[SELECTED EXCERPT]
########

(1.) The Public Interest Litigation has been filed seeking directions to the respondents to implement the provisions of the Pre-conception and Prenatal Diagnostic Techniques (Prohibition of Sex Selection) Act, 1994 (in short 'the Act') in their true letter and spirit. Infact, considerable water has flowed since the filing of the petition and thus, learned counsel for the petitioner submits that he confines the relief to the proper implementation of Section 17(3)(b) and Section 17(5) of the said Act. The said Act was brought into force for prohibition of sex selection before or after conception and thus, consequently for regulation of pre-natal diagnostic techniques for the purposes of detecting genetic abnormalities or metabolic disorders or chromosomal abnormalities or certain congenital malformations or sex-linked disorders as also for the prevention of their misuse for sex determination leading to female foeticide as set out in the objects, and reasons. Unfortunately, there is vast malpractice prevalent in the State of Haryana of using this technique for finding out the sex of the unborn child resulting in female foeticide and disturbing the very balance of male-female ratio.

########

[MATERIAL SUPPLIED]

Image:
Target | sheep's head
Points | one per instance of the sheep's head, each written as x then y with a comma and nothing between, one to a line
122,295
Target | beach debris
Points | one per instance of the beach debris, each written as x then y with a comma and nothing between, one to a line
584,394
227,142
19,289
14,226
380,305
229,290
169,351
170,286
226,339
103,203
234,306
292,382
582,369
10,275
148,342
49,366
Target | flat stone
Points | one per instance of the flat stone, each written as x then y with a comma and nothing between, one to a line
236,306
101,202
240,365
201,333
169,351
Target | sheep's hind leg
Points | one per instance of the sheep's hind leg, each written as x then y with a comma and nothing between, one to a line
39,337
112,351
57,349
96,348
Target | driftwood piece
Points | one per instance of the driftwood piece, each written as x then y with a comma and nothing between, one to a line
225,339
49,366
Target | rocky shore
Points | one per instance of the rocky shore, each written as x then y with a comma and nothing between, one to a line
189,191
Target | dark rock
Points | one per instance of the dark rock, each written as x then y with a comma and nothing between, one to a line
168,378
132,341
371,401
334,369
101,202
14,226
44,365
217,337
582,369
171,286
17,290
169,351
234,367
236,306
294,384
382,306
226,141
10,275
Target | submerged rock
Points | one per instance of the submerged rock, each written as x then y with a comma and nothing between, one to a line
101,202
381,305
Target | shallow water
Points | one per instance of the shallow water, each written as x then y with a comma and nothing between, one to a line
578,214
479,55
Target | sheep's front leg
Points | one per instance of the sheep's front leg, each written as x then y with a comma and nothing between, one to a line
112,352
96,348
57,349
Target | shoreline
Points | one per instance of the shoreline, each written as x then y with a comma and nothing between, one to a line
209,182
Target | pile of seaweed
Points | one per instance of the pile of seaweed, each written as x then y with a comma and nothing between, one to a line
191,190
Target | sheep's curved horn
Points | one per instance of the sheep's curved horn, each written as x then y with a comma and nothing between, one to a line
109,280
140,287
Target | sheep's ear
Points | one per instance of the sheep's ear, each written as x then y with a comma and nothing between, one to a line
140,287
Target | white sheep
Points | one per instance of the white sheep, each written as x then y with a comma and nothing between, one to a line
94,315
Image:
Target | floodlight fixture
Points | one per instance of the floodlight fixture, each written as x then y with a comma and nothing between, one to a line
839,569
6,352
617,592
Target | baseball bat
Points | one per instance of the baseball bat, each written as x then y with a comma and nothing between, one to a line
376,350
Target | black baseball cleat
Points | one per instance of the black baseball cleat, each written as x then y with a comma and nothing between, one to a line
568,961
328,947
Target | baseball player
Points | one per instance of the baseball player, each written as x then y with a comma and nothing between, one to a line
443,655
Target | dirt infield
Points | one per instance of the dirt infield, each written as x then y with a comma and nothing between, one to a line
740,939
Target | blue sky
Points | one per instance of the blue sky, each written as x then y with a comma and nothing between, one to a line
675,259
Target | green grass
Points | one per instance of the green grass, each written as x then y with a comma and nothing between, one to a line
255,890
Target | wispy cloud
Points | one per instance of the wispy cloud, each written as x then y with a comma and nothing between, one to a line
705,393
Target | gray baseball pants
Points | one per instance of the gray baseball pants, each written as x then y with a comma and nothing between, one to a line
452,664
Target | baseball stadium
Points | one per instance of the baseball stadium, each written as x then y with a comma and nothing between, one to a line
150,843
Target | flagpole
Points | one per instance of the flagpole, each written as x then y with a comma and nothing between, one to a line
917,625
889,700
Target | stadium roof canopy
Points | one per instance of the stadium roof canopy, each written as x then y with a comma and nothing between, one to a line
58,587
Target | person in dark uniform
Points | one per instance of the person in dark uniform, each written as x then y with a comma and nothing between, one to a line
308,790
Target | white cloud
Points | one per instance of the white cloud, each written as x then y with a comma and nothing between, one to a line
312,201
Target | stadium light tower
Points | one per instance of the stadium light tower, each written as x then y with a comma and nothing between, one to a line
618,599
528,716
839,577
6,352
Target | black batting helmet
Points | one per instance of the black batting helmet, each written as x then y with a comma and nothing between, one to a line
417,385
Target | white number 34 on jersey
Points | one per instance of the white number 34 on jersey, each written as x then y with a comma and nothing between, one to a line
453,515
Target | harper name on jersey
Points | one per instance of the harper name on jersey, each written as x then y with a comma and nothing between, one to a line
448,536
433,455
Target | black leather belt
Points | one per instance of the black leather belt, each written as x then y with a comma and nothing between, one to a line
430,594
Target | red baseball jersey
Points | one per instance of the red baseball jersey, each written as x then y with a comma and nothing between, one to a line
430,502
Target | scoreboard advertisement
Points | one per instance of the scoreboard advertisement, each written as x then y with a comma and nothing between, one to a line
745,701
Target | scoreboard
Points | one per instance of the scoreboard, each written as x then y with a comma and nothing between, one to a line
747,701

########

[WHAT YOU WILL DO]
a) In the judgment excerpt, which provisions of the Act does the petitioner's counsel limit the relief to?
b) Condense the paragraph of the judgment excerpt that begins "(1.) The Public Interest Litigation has been filed" into a short bulleted list that keeps its main facts.
c) Extend the judgment excerpt on the sex selection Act, picking up right after its final sentence.
None of the data above is needed.

[TASK RESULTS]
a) Section 17(3)(b) and Section 17(5) of the Act.

b)
- The Public Interest Litigation seeks directions to the respondents to implement the Pre-conception and Prenatal Diagnostic Techniques (Prohibition of Sex Selection) Act, 1994 in its true letter and spirit.
- Much has changed since the petition was filed, so the petitioner's counsel confines the relief to proper implementation of Section 17(3)(b) and Section 17(5).
- The Act prohibits sex selection before or after conception.
- It regulates pre-natal diagnostic techniques used to detect genetic abnormalities, metabolic disorders, chromosomal abnormalities, certain congenital malformations and sex-linked disorders.
- It also aims to prevent misuse of these techniques for sex determination leading to female foeticide.
- In Haryana, the techniques are widely misused to find out the sex of the unborn child, which results in female foeticide and disturbs the male-female ratio.

c)
(2.) In order to enforce the provisions of the said-Act, Chapter-V enlists the Appropriate Authority and the Advisory Committee. Section 17(1) to (3) and (5), which are relevant for our purposes read as under:-
(3.) Insofar as the State Government is concerned, Sub-section(2) of Section 17 envisages the appointment of Appropriate Authorities for the whole or part of the State by notification in the official gazette. Sub-section(3) prescribes as to who would be appropriate authorities whether they are appointed by the Central Government under Sub-section(1) or by the State Government under Sub-section(2). Clauses(a) and (b) of Sub-section(3) make a distinction between the appointment of appropriate authorities for the whole of the State or the Union Territory and for any part of the State or Union Territory. Under clause(a) of Sub-section(3) when it is for the whole of the State or the Union Territory, it has to be three member body consisting of the officer of or above the rank of Joint Director of Health and Family Welfare as Chairperson with an eminent woman representing women's organization as a Member as also officer of the Law department of the State or the Union Territory concerned. Clause (b) has not repeated what clause (a) states, but qualifies effectively sub-para. (i) of clause (a) of Sub-section(3) by stating that the officer need not be, who has to act as Chairperson, rank of Joint Director of Health and Family Welfare, but of such rank as the State Government may deem fit. Infact, the expression used is for both State Government and Central Government.